→ Trecho do documento:
::::
Sou orgulhosa de ser uma mulher. Orgulhosa que o sexo entre as minhas pernas me forneça força e resiliência que apenas outras mulheres podem sentir, que as curvas do meu corpo garantam vida dentro de mim, que a minha vida inteira é repleta de adversidade e dúvida, com as pessoas questionando minha inteligência, meu potencial artístico, minha auto-expressão e minha virtuosidade e honra porque eu sou muito mulher. Sou orgulhosa de poder provar que tudo isso está errado. Sou orgulhosa de que eu tenha que trabalhar ainda mais por isso. Eu fui criada para sentir que eu posso fazer qualquer coisa, e eu vou sempre acreditar nisso. Sou orgulhosa de sentir o espectro inteiro de sentimentos e eu vou contentemente levar as definições de ‘vadia’ ou ‘problemática’ por falar o que eu penso da mesma maneira que um homem deve ser admirado e respeitado pelo mesmo. Mas eu também vou estender minha mão com compaixão e empatia a qualquer um que me rotular assim.
Eu também sei que na minha luta em ser uma mulher eu sou muito privilegiada. Eu nasci com uma tez mais clara e olhos verdes (graças à genética), então para essa perspectiva fechada, eu sou branca. Eu experimentei o privilégio que esses genes me garantiram, e sou grata e vou continuar a falar em nome das mulheres pelo mundo e em nosso próprio país que não experiencia uma fração de respeito pelas cores de suas peles, ou pelo o que elas escolhem vestir, ou pelo o que seus cabelos parecem, ou por quanta maquiagem elas usam ou por qualquer outra absurdidade que as mulheres são reduzidas.
É verdadeiramente despedaçador para mim ver mulheres tão bonitas que não têm ideia de seu potencial. Essa eleição tornou isso descaradamente óbvio o fato de que muitas mulheres não conseguem enxergar isso. Nós temos falhado com nossa nação. Nós somos o exemplo para o mundo, e nós temos falhado com nossos parceiros humanos que nos assistiram com esperança de que não deixaríamos o ódio prevalecer. Eu tenho o privilégio de estar em uma banda que tem me permitido viajar por todo o mundo. Eu não consigo expressar a gratitude que eu tenho por essa experiência que abriu meus olhos a tantas e tem me deixado ver o mundo por uma simples perspectiva, uma perspectiva que eu entendo que poucas pessoas têm a oportunidade de experimentar.
::::
→ Registros fornecidos:
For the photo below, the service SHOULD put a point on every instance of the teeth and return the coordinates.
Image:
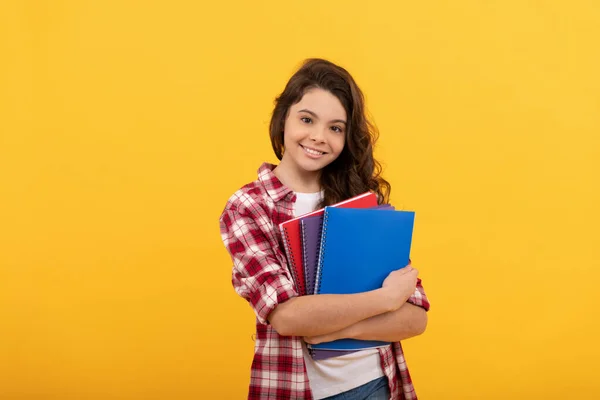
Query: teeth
(313, 152)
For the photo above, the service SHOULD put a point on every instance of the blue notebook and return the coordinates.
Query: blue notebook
(359, 248)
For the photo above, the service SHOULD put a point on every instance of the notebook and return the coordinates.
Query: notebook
(292, 241)
(311, 241)
(359, 248)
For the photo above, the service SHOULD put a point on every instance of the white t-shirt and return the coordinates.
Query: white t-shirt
(338, 374)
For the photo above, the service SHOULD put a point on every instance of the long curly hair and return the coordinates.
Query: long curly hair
(355, 171)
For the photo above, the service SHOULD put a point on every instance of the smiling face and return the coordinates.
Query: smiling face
(314, 131)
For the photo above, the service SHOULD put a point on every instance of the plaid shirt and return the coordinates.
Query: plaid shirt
(249, 230)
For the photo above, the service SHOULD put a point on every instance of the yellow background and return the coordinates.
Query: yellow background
(125, 126)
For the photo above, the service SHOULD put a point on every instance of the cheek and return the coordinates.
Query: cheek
(338, 144)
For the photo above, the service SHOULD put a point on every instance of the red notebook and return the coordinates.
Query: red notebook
::::
→ Conjunto de tarefas:
1. Imprima a parte do trecho do documento começando em "Eu também sei" e seguindo até "mulheres são reduzidas.".
2. Responda, com base no trecho do documento:
(a) De que cor são os olhos com que a narradora diz ter nascido?
(b) Em que tipo de grupo a narradora afirma ter o privilégio de estar?
(c) Quais duas definições a narradora diz que vai levar contentemente por falar o que pensa?
Os registros provêm de outra fonte, independente do trecho do documento.

→ Soluções das tarefas:
1.
Eu também sei que na minha luta em ser uma mulher eu sou muito privilegiada. Eu nasci com uma tez mais clara e olhos verdes (graças à genética), então para essa perspectiva fechada, eu sou branca. Eu experimentei o privilégio que esses genes me garantiram, e sou grata e vou continuar a falar em nome das mulheres pelo mundo e em nosso próprio país que não experiencia uma fração de respeito pelas cores de suas peles, ou pelo o que elas escolhem vestir, ou pelo o que seus cabelos parecem, ou por quanta maquiagem elas usam ou por qualquer outra absurdidade que as mulheres são reduzidas.

2.
(a) Verdes.
(b) Em uma banda.
(c) ‘Vadia’ e ‘problemática’.